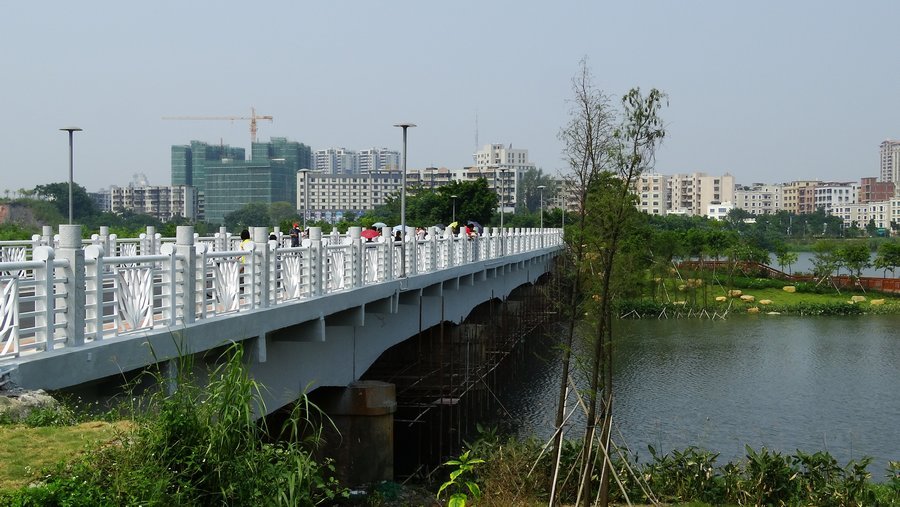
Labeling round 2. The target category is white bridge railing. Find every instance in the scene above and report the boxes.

--

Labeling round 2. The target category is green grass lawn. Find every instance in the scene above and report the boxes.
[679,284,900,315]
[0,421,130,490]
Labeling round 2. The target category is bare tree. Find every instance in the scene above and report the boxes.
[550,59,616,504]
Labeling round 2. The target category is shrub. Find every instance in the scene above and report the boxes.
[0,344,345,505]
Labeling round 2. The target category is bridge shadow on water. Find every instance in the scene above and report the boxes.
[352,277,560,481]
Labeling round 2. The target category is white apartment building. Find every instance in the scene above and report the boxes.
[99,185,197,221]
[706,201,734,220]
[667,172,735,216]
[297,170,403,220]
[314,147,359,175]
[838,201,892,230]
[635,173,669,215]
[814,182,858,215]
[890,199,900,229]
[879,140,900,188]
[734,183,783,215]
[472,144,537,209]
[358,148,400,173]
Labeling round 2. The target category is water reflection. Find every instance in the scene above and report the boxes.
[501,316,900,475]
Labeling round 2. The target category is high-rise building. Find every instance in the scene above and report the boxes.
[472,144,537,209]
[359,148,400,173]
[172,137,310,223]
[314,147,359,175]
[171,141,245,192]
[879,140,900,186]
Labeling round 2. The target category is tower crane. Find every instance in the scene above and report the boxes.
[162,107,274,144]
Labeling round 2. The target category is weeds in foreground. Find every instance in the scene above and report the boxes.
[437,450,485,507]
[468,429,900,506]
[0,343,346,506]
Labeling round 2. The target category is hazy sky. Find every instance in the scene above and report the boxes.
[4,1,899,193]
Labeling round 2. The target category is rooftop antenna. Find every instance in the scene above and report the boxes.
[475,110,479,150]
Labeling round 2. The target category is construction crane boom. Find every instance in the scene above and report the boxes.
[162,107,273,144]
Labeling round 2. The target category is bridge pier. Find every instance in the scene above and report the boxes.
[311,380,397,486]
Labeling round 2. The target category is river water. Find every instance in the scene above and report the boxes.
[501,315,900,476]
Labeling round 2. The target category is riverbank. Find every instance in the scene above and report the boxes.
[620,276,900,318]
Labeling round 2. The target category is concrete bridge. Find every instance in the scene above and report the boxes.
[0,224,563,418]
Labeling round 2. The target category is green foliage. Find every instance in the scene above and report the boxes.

...

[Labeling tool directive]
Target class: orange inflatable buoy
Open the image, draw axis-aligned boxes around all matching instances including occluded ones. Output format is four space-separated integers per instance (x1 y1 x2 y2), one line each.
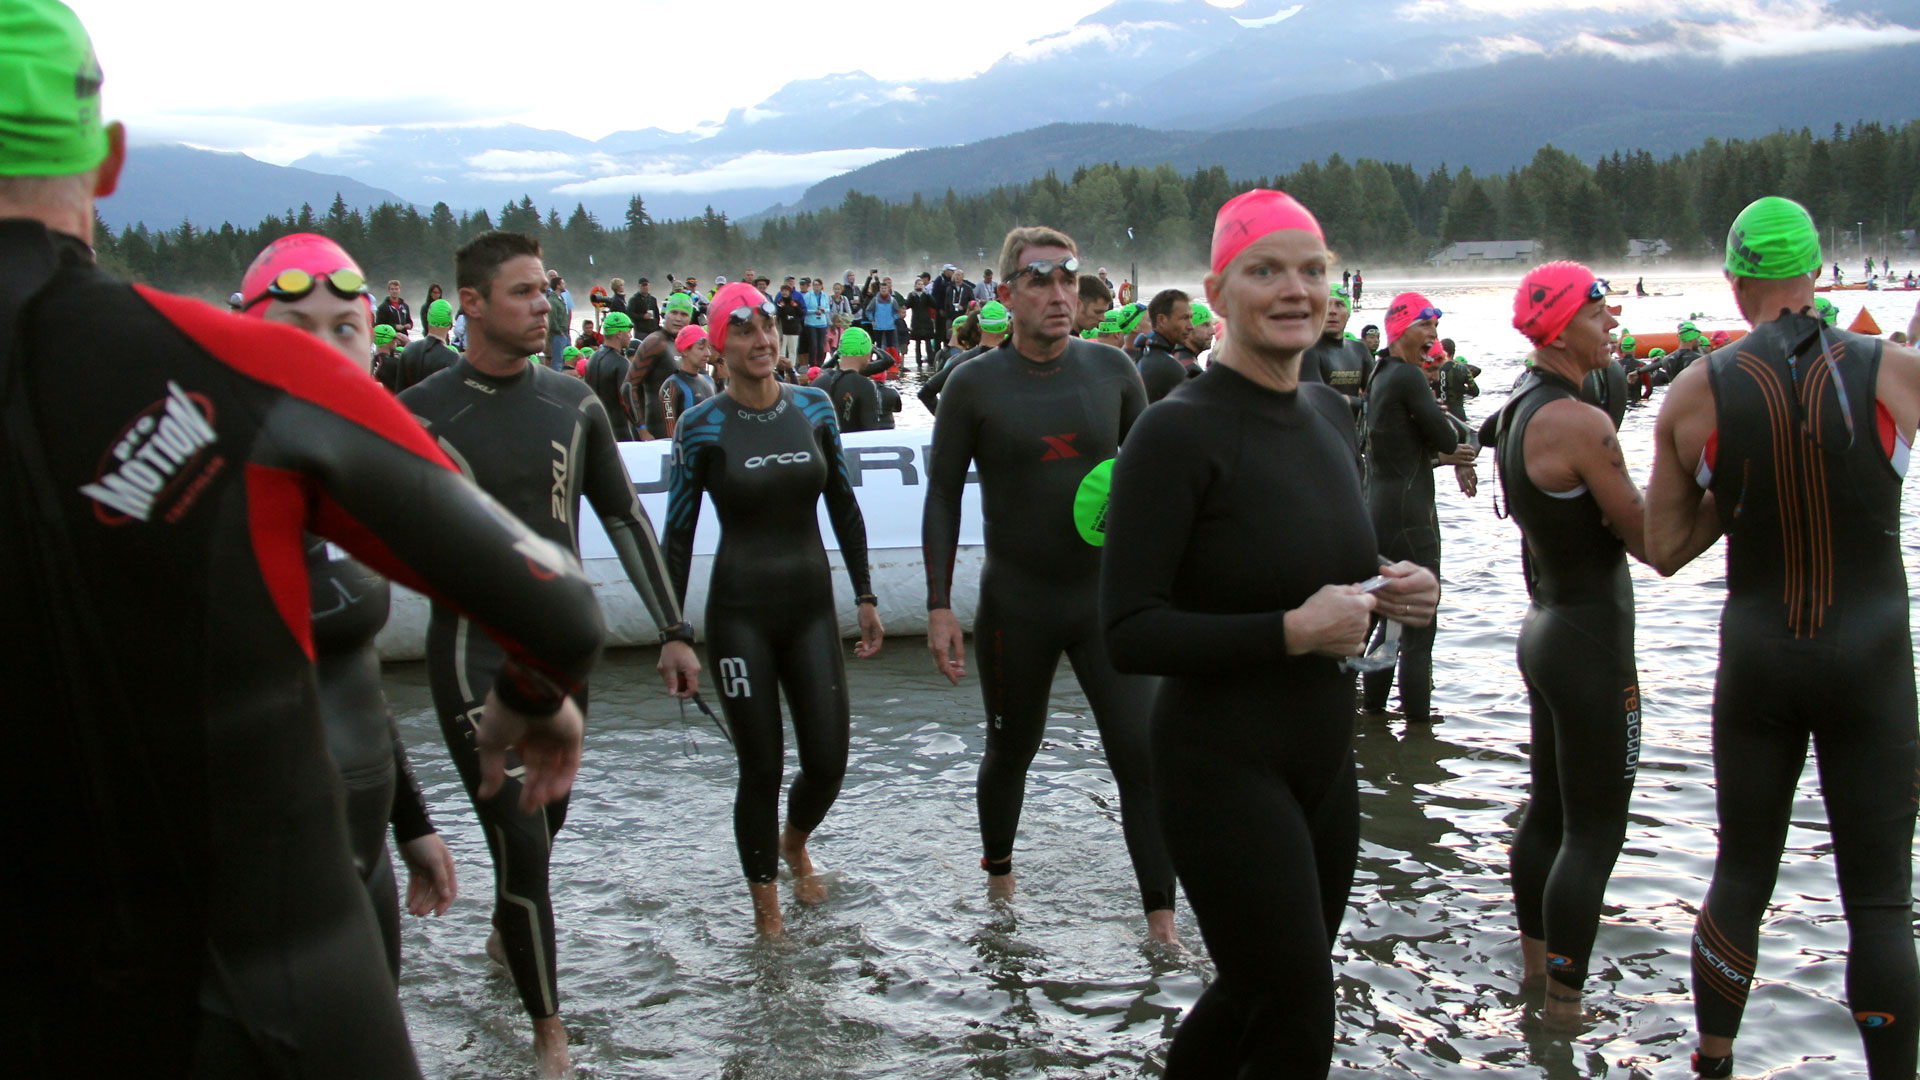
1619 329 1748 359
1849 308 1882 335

> WORK ITEM
Scan the lines above for "Labeling round 2. The target category is riverbank." and for "Labeling round 2. The target category is green foliage.". Repeat exactly the line holding each of them and every line in between.

> RESPONSE BELOW
Labeling round 2. The target category is riverbank. Find every instance in the scene above and report the boxes.
[620,276,900,318]
Labeling round 2. The target category is concrete bridge. Find every instance in the scene above and report the boxes.
[0,224,563,418]
Labeling round 2. The target category is green foliage. Find every instance in the scene above and report the boxes.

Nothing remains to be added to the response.